Start of Available data

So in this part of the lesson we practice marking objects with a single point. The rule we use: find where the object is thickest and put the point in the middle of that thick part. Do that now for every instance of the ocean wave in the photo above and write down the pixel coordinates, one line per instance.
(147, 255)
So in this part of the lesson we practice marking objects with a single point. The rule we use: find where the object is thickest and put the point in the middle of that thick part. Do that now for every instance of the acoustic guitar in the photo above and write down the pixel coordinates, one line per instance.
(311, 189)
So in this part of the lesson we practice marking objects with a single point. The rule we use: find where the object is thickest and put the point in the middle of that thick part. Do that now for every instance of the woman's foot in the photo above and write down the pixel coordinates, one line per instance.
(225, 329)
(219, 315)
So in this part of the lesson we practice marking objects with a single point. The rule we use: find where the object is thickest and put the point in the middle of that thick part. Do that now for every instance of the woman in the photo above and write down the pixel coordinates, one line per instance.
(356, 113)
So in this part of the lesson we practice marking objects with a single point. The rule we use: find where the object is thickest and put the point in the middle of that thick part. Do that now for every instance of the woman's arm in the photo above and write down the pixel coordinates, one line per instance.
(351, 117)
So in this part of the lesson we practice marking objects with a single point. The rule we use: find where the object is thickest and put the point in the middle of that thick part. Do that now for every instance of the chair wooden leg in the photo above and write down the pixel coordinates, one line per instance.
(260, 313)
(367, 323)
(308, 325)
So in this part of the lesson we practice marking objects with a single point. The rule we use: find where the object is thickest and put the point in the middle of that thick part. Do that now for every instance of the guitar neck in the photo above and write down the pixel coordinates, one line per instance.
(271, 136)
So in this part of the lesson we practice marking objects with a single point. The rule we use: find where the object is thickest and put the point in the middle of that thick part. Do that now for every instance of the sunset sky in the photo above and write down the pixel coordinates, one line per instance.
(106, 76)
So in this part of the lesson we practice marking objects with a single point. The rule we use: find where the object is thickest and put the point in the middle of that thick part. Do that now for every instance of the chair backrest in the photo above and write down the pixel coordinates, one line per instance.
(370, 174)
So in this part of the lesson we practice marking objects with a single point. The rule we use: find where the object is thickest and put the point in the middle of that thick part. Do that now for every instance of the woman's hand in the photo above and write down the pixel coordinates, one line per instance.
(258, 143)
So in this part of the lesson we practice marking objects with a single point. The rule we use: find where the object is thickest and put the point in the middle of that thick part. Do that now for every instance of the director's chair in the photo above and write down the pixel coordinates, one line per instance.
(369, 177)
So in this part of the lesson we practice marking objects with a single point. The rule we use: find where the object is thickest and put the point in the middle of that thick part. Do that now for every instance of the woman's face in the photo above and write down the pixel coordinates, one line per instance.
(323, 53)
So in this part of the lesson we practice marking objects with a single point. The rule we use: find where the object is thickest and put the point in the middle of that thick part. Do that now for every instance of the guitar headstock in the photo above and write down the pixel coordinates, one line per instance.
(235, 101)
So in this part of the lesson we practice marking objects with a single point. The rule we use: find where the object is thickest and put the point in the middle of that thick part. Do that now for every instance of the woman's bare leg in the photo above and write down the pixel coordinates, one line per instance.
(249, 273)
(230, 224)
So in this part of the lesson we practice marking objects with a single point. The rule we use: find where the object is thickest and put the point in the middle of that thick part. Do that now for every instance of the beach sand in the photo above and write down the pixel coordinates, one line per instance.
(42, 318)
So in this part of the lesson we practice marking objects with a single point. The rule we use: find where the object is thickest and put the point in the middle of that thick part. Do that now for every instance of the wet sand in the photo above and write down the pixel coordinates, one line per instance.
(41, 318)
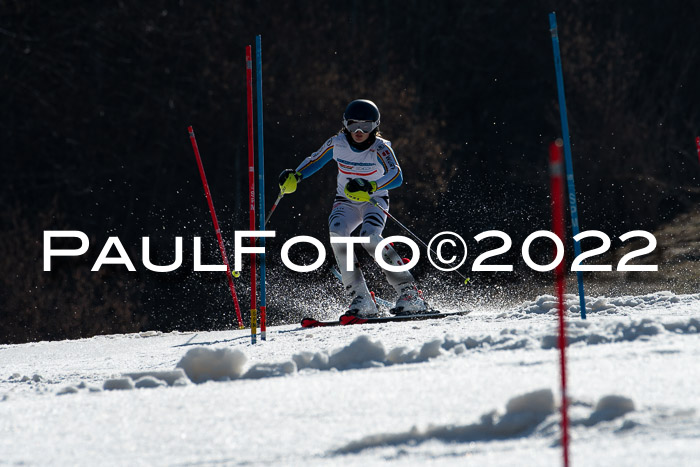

End of Available data

Directions
Where a record above contains a picture, leave the picture out and transcribe everything else exactly.

Answer box
So in this part of the lesson we practice marking objects with a single point. The rule we use: find where the object is thickest and put the point in the middle of that thick part. Do that now for every instance of the ocean wave in the photo above and write down the pixel coordinates, one line per instance.
(147, 255)
So in this part of the lesson we practice marking objects with a single point. The rule we use: find where the object is thickest and put the point in the middle of that thick part. Do that now for every instance of the acoustic guitar in the photo above and write down the pixel coordinates, one line per instance.
(311, 189)
So in this part of the lesson we practice marking objects with a single point. The rule we use: find where the object is thickest and put the point in the middle of that thick part. Do that now for every instance of the woman's foot in the photo above and write down the pixel coordinates, one line per instance.
(225, 329)
(219, 315)
So in this part of the lesson we practice marking objects with a single point. The rule we use: find where the object is thickest and put the point in the middle of that thick part. Do that now for every instance of the woman in the photo above and write down the pixel coordinates, one line per instance.
(356, 113)
So in this part of the lesson we practice marking objects with a single point. The rule we use: find where the object is thickest and put the point in the middle of that thick part. Do that now for every instance of the woman's arm in the photo above and write down the pixel coordinates, one line per instance.
(351, 117)
So in this part of the lesson we practice marking objects with a single point. The rule we use: find where the object is thickest and put the point in the middle of that thick part. Do that now for every instance of the chair wooden leg in the photo above and write down the pixel coordinates, one line per instance.
(260, 313)
(367, 323)
(308, 325)
So in this part of the lesson we practice marking objects with a single point. The rule we use: find where the object is thickest and put the point in the middle of that thick part. Do that now for every instance of the guitar neck in the photo above and write down the pixel coordinates, one line per instance.
(271, 136)
So in this part of the lesson we practice marking objects with a single point. The rule we use: find where the object is thickest and put the point in the middle of that thick part. Do that now for every instance of the sunset sky in the photo above and write down the pixel coordinates, one line per instance.
(106, 76)
So in this part of the lesson we practice marking objects with a single point. The rule we use: find where the object is thickest and put the point in the middle of that thick part. Do that now for every instance of the chair backrest in the photo above and write down the pixel coordinates, one line per instance.
(370, 174)
So in this part of the lesson we practice marking objects with a single point. The rule we use: find where the object is thickest and put the point in the middle of that thick part. Do that now for every instance of the woman's hand in the photo above and write down the pixel coordinates, one line per instance.
(258, 143)
So in this part of the lesson we practice marking objects with a single point. The rule we use: find where the object is thickest and put the point in the middle of that thick part. Do that now for every instance of the director's chair in the photo above and write down the pixel coordinates, one line per instance.
(369, 177)
So in this part of the lesson we practice marking objects with a single point. The rule we use: find where the object is thickest and put the point in the middle of that thick part. Do that now for every instance of the woman's face in the photo above and write down the pixel coordinates, one line per instance.
(323, 53)
So in this part of the lesson we practice marking objects with a single point. The rule we use: find where the object is thickest and put the point in the middle of that thick part. Do that now for every instance of the guitar headstock in the photo above and write down the pixel coordinates, one line per instance.
(235, 101)
So in this part of the lesson we practice marking objects with a single point. The rule we use: find where the object is thickest and put the point in the middle of that thick part. Do that now for every instance of the woman's bare leg in the photo above and write down the pixel coordinates, one line per instance.
(249, 273)
(230, 224)
So in this part of the lesson we practice marking objects with a single point. The rule we use: find where the object is thickest and put the point in the middle of that thick part. Do that now for every instance of the beach sand in the photo above and write down the pixel coordinates, one line per instance.
(42, 318)
So in this part of the lesson we practice marking objects with a single point. The rule we use: find where the object is thickest and put the point in the middle of that thick part. Do that now for every instance of the wet sand in the photo above and write down the pixel coordinates, one line per instance.
(41, 318)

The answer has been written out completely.